**Task item:**
Considering the entries that follow, report how many lines include the string "blue", giving the number alone.

_ _ _ _

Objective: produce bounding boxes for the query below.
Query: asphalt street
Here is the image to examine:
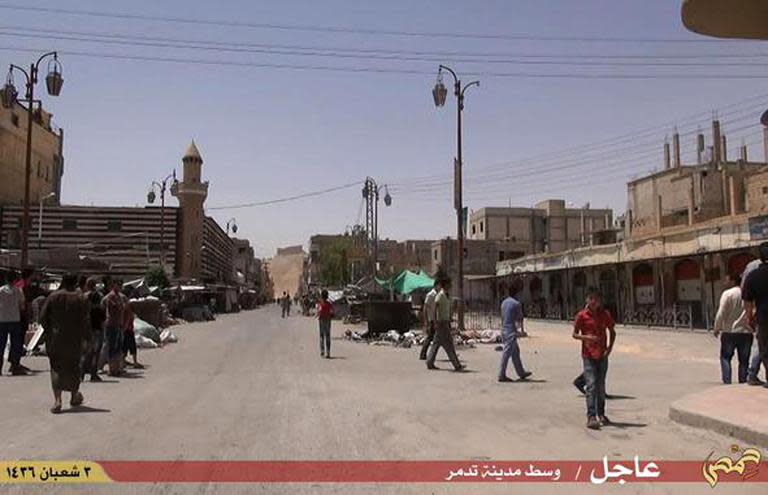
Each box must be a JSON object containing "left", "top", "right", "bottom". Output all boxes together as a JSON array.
[{"left": 1, "top": 305, "right": 763, "bottom": 494}]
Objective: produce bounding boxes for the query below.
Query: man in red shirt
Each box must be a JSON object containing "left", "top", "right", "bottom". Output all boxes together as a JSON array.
[
  {"left": 316, "top": 289, "right": 334, "bottom": 359},
  {"left": 572, "top": 288, "right": 616, "bottom": 430}
]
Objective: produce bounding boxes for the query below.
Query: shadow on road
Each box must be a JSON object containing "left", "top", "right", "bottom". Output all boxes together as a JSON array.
[
  {"left": 605, "top": 421, "right": 647, "bottom": 429},
  {"left": 62, "top": 406, "right": 111, "bottom": 414},
  {"left": 606, "top": 394, "right": 636, "bottom": 400}
]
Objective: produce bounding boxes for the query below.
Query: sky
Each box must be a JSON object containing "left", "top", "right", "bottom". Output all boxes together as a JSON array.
[{"left": 2, "top": 0, "right": 768, "bottom": 257}]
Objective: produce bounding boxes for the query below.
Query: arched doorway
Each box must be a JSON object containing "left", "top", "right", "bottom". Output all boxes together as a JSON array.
[
  {"left": 675, "top": 258, "right": 703, "bottom": 326},
  {"left": 632, "top": 263, "right": 654, "bottom": 307},
  {"left": 728, "top": 252, "right": 756, "bottom": 278}
]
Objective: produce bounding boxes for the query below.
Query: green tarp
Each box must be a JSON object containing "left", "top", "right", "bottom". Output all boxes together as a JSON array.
[{"left": 376, "top": 270, "right": 435, "bottom": 295}]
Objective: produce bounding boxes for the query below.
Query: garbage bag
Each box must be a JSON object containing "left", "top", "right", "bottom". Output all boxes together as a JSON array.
[
  {"left": 135, "top": 334, "right": 159, "bottom": 349},
  {"left": 134, "top": 317, "right": 161, "bottom": 343}
]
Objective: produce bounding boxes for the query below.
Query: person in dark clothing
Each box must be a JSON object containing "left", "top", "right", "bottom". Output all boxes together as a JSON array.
[
  {"left": 81, "top": 277, "right": 105, "bottom": 382},
  {"left": 742, "top": 242, "right": 768, "bottom": 389},
  {"left": 419, "top": 281, "right": 438, "bottom": 361},
  {"left": 40, "top": 273, "right": 90, "bottom": 414}
]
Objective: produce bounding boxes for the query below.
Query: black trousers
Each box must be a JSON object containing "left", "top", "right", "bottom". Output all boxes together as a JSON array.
[{"left": 419, "top": 322, "right": 435, "bottom": 360}]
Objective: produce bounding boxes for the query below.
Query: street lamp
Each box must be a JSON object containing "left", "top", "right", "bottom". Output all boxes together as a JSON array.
[
  {"left": 226, "top": 218, "right": 238, "bottom": 236},
  {"left": 1, "top": 51, "right": 63, "bottom": 268},
  {"left": 37, "top": 191, "right": 56, "bottom": 249},
  {"left": 432, "top": 64, "right": 479, "bottom": 331},
  {"left": 147, "top": 171, "right": 179, "bottom": 267}
]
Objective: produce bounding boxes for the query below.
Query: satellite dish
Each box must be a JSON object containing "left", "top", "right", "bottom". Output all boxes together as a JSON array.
[{"left": 760, "top": 109, "right": 768, "bottom": 127}]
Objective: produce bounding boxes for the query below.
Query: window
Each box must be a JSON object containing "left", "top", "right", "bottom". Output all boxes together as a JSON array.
[
  {"left": 106, "top": 220, "right": 122, "bottom": 231},
  {"left": 37, "top": 161, "right": 41, "bottom": 178},
  {"left": 62, "top": 219, "right": 77, "bottom": 230},
  {"left": 479, "top": 221, "right": 484, "bottom": 233},
  {"left": 433, "top": 249, "right": 438, "bottom": 261},
  {"left": 471, "top": 224, "right": 476, "bottom": 235},
  {"left": 11, "top": 114, "right": 19, "bottom": 127},
  {"left": 763, "top": 186, "right": 768, "bottom": 195}
]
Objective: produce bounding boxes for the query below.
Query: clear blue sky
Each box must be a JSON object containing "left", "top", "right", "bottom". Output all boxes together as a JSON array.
[{"left": 2, "top": 0, "right": 767, "bottom": 256}]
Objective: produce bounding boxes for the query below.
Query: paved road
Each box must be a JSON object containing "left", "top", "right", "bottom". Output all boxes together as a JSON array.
[{"left": 1, "top": 306, "right": 762, "bottom": 494}]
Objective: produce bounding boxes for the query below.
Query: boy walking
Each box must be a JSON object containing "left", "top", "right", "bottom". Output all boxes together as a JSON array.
[
  {"left": 498, "top": 279, "right": 532, "bottom": 382},
  {"left": 572, "top": 288, "right": 616, "bottom": 430},
  {"left": 317, "top": 289, "right": 334, "bottom": 358}
]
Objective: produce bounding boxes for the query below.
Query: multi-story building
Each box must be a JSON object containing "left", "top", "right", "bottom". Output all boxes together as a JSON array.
[
  {"left": 0, "top": 102, "right": 64, "bottom": 206},
  {"left": 0, "top": 142, "right": 234, "bottom": 283},
  {"left": 468, "top": 200, "right": 613, "bottom": 255}
]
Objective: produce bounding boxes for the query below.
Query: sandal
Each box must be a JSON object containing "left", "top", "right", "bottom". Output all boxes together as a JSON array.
[{"left": 50, "top": 404, "right": 62, "bottom": 414}]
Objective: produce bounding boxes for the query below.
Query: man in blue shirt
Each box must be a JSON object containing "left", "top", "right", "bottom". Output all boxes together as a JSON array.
[{"left": 498, "top": 279, "right": 532, "bottom": 382}]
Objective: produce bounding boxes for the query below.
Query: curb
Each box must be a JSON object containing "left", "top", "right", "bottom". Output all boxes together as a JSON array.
[{"left": 669, "top": 401, "right": 768, "bottom": 447}]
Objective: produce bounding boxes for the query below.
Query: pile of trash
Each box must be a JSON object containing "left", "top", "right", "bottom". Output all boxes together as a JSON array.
[
  {"left": 343, "top": 328, "right": 422, "bottom": 348},
  {"left": 134, "top": 317, "right": 179, "bottom": 349},
  {"left": 460, "top": 329, "right": 502, "bottom": 344}
]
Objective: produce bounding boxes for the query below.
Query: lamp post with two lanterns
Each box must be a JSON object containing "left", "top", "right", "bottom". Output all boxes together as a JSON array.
[
  {"left": 432, "top": 64, "right": 479, "bottom": 331},
  {"left": 1, "top": 51, "right": 63, "bottom": 268},
  {"left": 147, "top": 172, "right": 179, "bottom": 268}
]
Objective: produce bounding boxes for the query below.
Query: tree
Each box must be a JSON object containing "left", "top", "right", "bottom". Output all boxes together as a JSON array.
[
  {"left": 145, "top": 265, "right": 170, "bottom": 289},
  {"left": 319, "top": 239, "right": 352, "bottom": 287}
]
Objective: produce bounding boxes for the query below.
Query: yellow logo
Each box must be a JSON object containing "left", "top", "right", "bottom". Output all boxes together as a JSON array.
[
  {"left": 0, "top": 461, "right": 111, "bottom": 483},
  {"left": 702, "top": 445, "right": 762, "bottom": 488}
]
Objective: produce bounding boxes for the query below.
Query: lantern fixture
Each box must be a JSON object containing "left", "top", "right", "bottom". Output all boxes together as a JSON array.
[
  {"left": 432, "top": 70, "right": 447, "bottom": 108},
  {"left": 147, "top": 189, "right": 156, "bottom": 204},
  {"left": 1, "top": 70, "right": 17, "bottom": 109},
  {"left": 383, "top": 185, "right": 392, "bottom": 207},
  {"left": 45, "top": 57, "right": 63, "bottom": 96}
]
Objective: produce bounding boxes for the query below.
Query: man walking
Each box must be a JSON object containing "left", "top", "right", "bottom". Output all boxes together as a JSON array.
[
  {"left": 39, "top": 273, "right": 90, "bottom": 413},
  {"left": 498, "top": 280, "right": 532, "bottom": 382},
  {"left": 573, "top": 288, "right": 616, "bottom": 430},
  {"left": 742, "top": 256, "right": 766, "bottom": 385},
  {"left": 81, "top": 277, "right": 105, "bottom": 382},
  {"left": 101, "top": 279, "right": 125, "bottom": 377},
  {"left": 12, "top": 268, "right": 34, "bottom": 374},
  {"left": 0, "top": 272, "right": 26, "bottom": 375},
  {"left": 426, "top": 278, "right": 465, "bottom": 371},
  {"left": 419, "top": 281, "right": 438, "bottom": 360},
  {"left": 317, "top": 289, "right": 334, "bottom": 358},
  {"left": 742, "top": 242, "right": 768, "bottom": 389},
  {"left": 714, "top": 273, "right": 752, "bottom": 384}
]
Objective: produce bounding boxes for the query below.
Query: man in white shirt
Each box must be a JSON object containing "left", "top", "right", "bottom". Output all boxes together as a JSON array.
[
  {"left": 0, "top": 272, "right": 25, "bottom": 375},
  {"left": 714, "top": 273, "right": 753, "bottom": 384},
  {"left": 419, "top": 281, "right": 438, "bottom": 361}
]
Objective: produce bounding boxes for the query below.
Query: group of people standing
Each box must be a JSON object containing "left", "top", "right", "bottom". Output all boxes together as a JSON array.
[
  {"left": 713, "top": 242, "right": 768, "bottom": 387},
  {"left": 418, "top": 276, "right": 617, "bottom": 430},
  {"left": 0, "top": 269, "right": 143, "bottom": 414}
]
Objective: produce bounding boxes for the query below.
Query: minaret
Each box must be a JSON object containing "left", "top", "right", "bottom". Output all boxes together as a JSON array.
[{"left": 176, "top": 140, "right": 208, "bottom": 279}]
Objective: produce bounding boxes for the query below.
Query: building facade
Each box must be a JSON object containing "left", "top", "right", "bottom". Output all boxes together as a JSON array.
[
  {"left": 0, "top": 102, "right": 64, "bottom": 206},
  {"left": 468, "top": 200, "right": 613, "bottom": 255}
]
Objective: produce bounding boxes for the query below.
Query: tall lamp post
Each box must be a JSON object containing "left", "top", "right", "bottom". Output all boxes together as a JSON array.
[
  {"left": 432, "top": 64, "right": 479, "bottom": 331},
  {"left": 1, "top": 51, "right": 63, "bottom": 268},
  {"left": 37, "top": 191, "right": 56, "bottom": 248},
  {"left": 147, "top": 171, "right": 179, "bottom": 267},
  {"left": 362, "top": 177, "right": 392, "bottom": 276}
]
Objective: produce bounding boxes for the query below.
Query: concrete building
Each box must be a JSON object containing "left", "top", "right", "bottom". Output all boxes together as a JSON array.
[
  {"left": 489, "top": 119, "right": 768, "bottom": 329},
  {"left": 270, "top": 246, "right": 307, "bottom": 298},
  {"left": 0, "top": 102, "right": 64, "bottom": 206},
  {"left": 0, "top": 142, "right": 234, "bottom": 283},
  {"left": 468, "top": 200, "right": 613, "bottom": 255}
]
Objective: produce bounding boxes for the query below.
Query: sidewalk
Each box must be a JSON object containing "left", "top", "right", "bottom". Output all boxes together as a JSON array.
[{"left": 670, "top": 385, "right": 768, "bottom": 447}]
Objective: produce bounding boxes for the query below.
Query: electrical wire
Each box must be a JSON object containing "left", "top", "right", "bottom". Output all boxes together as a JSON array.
[
  {"left": 206, "top": 181, "right": 362, "bottom": 211},
  {"left": 0, "top": 3, "right": 744, "bottom": 44}
]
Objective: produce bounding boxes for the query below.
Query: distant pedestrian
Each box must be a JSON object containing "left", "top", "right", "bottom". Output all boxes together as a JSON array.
[
  {"left": 81, "top": 277, "right": 105, "bottom": 382},
  {"left": 0, "top": 272, "right": 26, "bottom": 376},
  {"left": 281, "top": 292, "right": 289, "bottom": 318},
  {"left": 101, "top": 279, "right": 125, "bottom": 377},
  {"left": 572, "top": 288, "right": 616, "bottom": 430},
  {"left": 39, "top": 273, "right": 90, "bottom": 414},
  {"left": 426, "top": 278, "right": 465, "bottom": 371},
  {"left": 122, "top": 290, "right": 142, "bottom": 369},
  {"left": 11, "top": 268, "right": 34, "bottom": 374},
  {"left": 317, "top": 289, "right": 334, "bottom": 358},
  {"left": 714, "top": 273, "right": 752, "bottom": 384},
  {"left": 742, "top": 242, "right": 768, "bottom": 389},
  {"left": 498, "top": 279, "right": 532, "bottom": 382},
  {"left": 419, "top": 281, "right": 438, "bottom": 361}
]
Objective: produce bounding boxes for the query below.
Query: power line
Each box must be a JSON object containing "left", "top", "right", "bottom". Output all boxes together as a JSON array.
[
  {"left": 3, "top": 44, "right": 768, "bottom": 80},
  {"left": 1, "top": 28, "right": 767, "bottom": 69},
  {"left": 206, "top": 182, "right": 362, "bottom": 211},
  {"left": 1, "top": 24, "right": 765, "bottom": 60},
  {"left": 0, "top": 3, "right": 742, "bottom": 44}
]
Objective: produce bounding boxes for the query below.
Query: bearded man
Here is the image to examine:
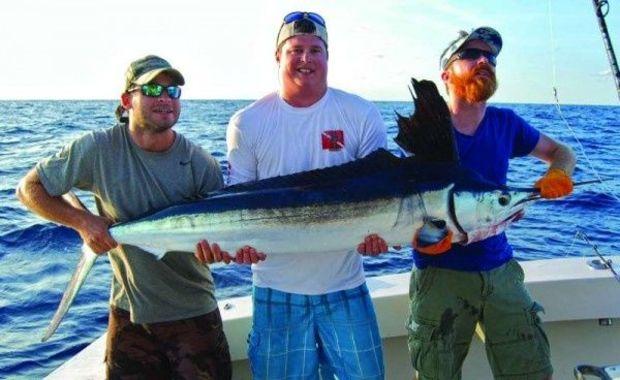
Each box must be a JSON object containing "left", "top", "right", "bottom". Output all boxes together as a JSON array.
[{"left": 406, "top": 27, "right": 576, "bottom": 380}]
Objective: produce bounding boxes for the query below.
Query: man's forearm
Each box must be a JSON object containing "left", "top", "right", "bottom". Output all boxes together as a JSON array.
[
  {"left": 548, "top": 143, "right": 576, "bottom": 176},
  {"left": 16, "top": 170, "right": 89, "bottom": 231}
]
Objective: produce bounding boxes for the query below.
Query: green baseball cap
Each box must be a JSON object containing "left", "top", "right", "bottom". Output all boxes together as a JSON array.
[{"left": 116, "top": 55, "right": 185, "bottom": 121}]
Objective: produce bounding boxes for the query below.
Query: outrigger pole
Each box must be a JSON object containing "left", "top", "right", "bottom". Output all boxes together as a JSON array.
[{"left": 592, "top": 0, "right": 620, "bottom": 101}]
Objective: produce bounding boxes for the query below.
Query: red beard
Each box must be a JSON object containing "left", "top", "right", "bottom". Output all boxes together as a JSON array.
[{"left": 450, "top": 64, "right": 498, "bottom": 103}]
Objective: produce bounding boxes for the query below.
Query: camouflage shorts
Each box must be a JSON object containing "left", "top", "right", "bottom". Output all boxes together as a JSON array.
[
  {"left": 407, "top": 259, "right": 552, "bottom": 380},
  {"left": 105, "top": 306, "right": 232, "bottom": 380}
]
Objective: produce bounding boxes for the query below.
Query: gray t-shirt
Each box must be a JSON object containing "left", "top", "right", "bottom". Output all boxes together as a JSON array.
[{"left": 36, "top": 123, "right": 223, "bottom": 323}]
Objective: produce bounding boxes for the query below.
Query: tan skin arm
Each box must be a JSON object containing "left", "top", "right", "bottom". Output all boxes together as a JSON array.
[
  {"left": 15, "top": 168, "right": 116, "bottom": 254},
  {"left": 530, "top": 133, "right": 576, "bottom": 175}
]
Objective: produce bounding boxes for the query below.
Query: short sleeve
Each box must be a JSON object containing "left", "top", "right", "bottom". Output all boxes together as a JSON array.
[
  {"left": 226, "top": 112, "right": 258, "bottom": 185},
  {"left": 35, "top": 133, "right": 97, "bottom": 196},
  {"left": 190, "top": 145, "right": 224, "bottom": 197},
  {"left": 509, "top": 110, "right": 540, "bottom": 158},
  {"left": 357, "top": 104, "right": 388, "bottom": 158}
]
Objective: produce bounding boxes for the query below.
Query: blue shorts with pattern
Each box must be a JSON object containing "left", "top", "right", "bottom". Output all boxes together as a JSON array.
[{"left": 248, "top": 283, "right": 385, "bottom": 380}]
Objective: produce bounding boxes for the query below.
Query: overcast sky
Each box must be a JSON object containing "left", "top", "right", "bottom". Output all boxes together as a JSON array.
[{"left": 1, "top": 0, "right": 618, "bottom": 104}]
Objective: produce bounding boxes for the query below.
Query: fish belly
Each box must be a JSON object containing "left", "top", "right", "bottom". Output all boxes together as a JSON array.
[{"left": 111, "top": 196, "right": 430, "bottom": 255}]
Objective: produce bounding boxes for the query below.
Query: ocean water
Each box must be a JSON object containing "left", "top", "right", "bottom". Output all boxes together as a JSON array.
[{"left": 0, "top": 99, "right": 619, "bottom": 378}]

_ _ _ _

**Written solution:**
3